In the abstract below on willows removing 4-CBA, what share of the 4-CBA did the willows remove at the low concentration of 5 mg/L when the pH was 6.8?

*GIVEN TEXT:*
------------------------------

Abstract
Background
Chlorobenzoic acids (CBA) are intermediate products of the aerobic microbial degradation of PCB and several pesticides. This study explores the feasibility of using basket willows, Salix viminalis, to remove 4-CBA from polluted sites, which also might stimulate PCB degradation.
Methods
The removal of 4-CBA by willow trees was investigated with intact, septic willow trees growing in hydroponic solution and with sterile cell suspensions at concentrations of 5 mg/L and 50 mg/L 4-CBA. Nutrient solutions with different levels of ammonium and nitrate were prepared to achieve different pH levels. The concentration of 4-CBA was tracked over time and quantified by HPLC.
Results and discussion
At the low level of 4-CBA (5 mg/L), willows removed 70% (pH 4.2) to 90% (pH 6.8), while 48% (pH 4.2) to 52% (pH 6.8) of the water was transpired. At the high 4-CBA level (50 mg/L), the pH varied between 4.4 and 4.6, and 10% to 30% of 4-CBA was removed, but only 5% to 9% of the water. In sterile cell suspensions, removal of 4-CBA by fresh biomass was much higher than removal by dead biomass.

------------------------------

*SUPPLIED DATA:*
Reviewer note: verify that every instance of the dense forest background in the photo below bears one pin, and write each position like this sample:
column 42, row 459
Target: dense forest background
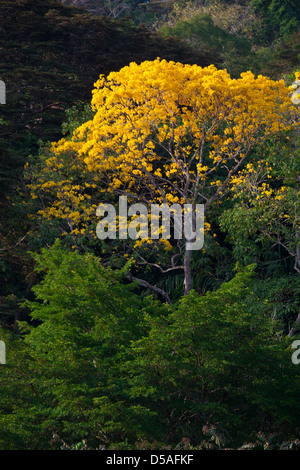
column 96, row 356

------------------------------

*EXERCISE SOLUTION:*
90%